Objectifs »
1) Dans le texte sur le paralympisme, que signifie le nom latin du logo officiel, les Agitos ?
2) Peux-tu reprendre le texte sur le paralympisme après sa dernière phrase et le poursuivre ?

Extrait du texte »
━━━

Valeurs et symboles paralympiques
La séparation n’empêche pas la filiation et, comme pour les Jeux olympiques, des symboles sont très vite choisis pour célébrer et transmettre les valeurs paralympiques. Elles sont au nombre de quatre : courage, détermination, inspiration, égalité. Ces valeurs soulignent l’importance de la volonté des para-athlètes, démontrant par leur performance qu’il est possible de dépasser son handicap, d’être des modèles, de combattre les discriminations et de promouvoir l’inclusion (Comité international paralympique, s. d.). Elles sont symbolisées par les Agitos, le logo officiel du paralympisme (ibid.). Sa dénomination vient du latin signifiant « je bouge ». Les trois éléments en vert, rouge et bleu, les couleurs les plus utilisées pour les drapeaux du monde entier, les mêmes que pour les anneaux olympiques, symbolisent le mouvement et le rassemblement des athlètes venus des quatre coins du monde. « Le symbole souligne également le fait que les athlètes paralympiques ne cessent d’inspirer et d’enthousiasmer le monde avec leurs performances : toujours aller de l’avant et ne jamais abandonner ».
Création et utilisation de l’hymne de l’avenir
À partir du milieu des années 1970 et surtout des années 1980, les Jeux paralympiques s’émancipent et connaissent une audience de plus en plus importante. Ainsi en 1976, les Jeux de Toronto réunissent-ils 1 657 athlètes de 40 pays. Ces Jeux sont fortement médiatisés puisque pour la première fois ils sont retransmis quotidiennement sur une télévision canadienne (Comité national olympique, s. d.). En 1984, aux jeux de New York, 80 000 spectateurs assistent aux épreuves disputées par 1 800 sportifs venus de 45 pays (Auberger, 2005 : 24). En 1992, les Jeux Paralympiques de Barcelone accueillent 2 999 athlètes venus de 83 pays et environ 1,5 million de téléspectateurs regardent les épreuves (ibid.).
Pour poursuivre cette vague d’expansion des paralympiques et d’autonomisation par rapport aux JO, l’ICP souhaite la création d’un hymne pour les jeux de 1996 organisés à Atlanta. Le compositeur français, Thierry Darnis, est à l’origine de sa création (Ministère de l’Éducation nationale et de la Jeunesse, 2024). Ce compositeur est un autodidacte. D’abord jazzman, puis musicien de studio et de scène où il accompagne divers chanteurs, il compose de nombreux morceaux pour la publicité et le théâtre. Il collabore également avec la classe de composition pour l’image du Conservatoire national supérieur de musique (CNSM) de Lyon (témoignage de T. Darnis recueilli par l’auteur, 16 févr. 2024). Un peu par hasard, il répond à l’appel d’offres de l’IPC et entre concurrence avec de grands compositeurs et chefs d’orchestre aux États-Unis et en Suède. Finalement, il est retenu au terme du concours. Cet « Hymne de l’avenir » (« Anthem of the Future ») est une pièce musicale pour orchestre. Elle est jouée lors des cérémonies d’ouverture et de clôture des Jeux paralympiques, au moment de la levée ou de la descente du drapeau.

━━━

Données affichées »
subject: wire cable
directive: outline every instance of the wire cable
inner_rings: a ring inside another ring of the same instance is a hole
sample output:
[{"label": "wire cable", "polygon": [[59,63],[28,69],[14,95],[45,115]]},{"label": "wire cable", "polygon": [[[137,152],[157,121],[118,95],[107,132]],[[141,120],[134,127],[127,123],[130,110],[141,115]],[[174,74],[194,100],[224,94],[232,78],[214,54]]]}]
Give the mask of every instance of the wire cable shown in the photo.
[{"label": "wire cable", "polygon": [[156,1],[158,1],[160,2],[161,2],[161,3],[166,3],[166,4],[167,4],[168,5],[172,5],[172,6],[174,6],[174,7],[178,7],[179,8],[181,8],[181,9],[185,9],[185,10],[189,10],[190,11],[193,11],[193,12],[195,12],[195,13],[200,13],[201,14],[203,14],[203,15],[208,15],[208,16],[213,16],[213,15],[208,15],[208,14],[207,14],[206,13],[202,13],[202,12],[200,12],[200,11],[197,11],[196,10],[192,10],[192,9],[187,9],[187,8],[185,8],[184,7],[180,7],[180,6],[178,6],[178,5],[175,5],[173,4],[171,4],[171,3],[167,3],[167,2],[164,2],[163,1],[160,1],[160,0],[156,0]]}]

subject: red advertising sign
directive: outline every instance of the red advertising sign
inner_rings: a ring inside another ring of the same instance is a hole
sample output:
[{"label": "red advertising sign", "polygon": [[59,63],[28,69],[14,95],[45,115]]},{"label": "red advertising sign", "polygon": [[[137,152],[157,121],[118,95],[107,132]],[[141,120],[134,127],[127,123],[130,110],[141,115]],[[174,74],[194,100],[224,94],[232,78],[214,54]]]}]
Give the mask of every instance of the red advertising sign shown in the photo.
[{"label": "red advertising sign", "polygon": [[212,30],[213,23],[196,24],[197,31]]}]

━━━

Réponses par tâche »
1) Il signifie « je bouge ».

2)
Art Yoon Sputnik, 2021, « Paralympic Anthem | Anthem of the Future | IPC Anthem | Official Anthem », YouTube. Accès : https://www.youtube.com/watch?v=9CWW3hX9tGY.
Ce morceau sans paroles en est doté en 2001 : le célèbre chanteur de country australien Graeme Connors écrit un texte pour cet hymne. G. Connors est un chanteur, compositeur et interprète australien de musique country. Il a publié dix-neuf albums et a reçu quatorze Golden Guitar Awards, parmi d’autres prix prestigieux de la musique country australienne. Sa chanson la plus connue est « A Little Further North Each Year », extraite de son album North, sorti en 1988 (Graeme C., s. d.). Lors de la cérémonie d’ouverture des Jeux paralympiques de Sydney en 2000, il chante une chanson de son propre répertoire, « Being Here », devant les athlètes et les spectateurs. Au vu du succès de sa prestation, G. Connors entreprend d’écrire des paroles pour l’hymne du mouvement paralympique (Comité international paralympique, 2001). Les paroles célèbrent l’engagement, la joie de se retrouver et l’envie de se dépasser quel que soit le handicap et ainsi être des modèles d’espoir pour le plus grand nombre. Les paroles s’adressent autant aux athlètes qu’à toute la population. Il semble que les paroles de l’Hymne de l’Avenir n’ont jamais été utilisées lors de cérémonies officielles, seule la musique est jouée.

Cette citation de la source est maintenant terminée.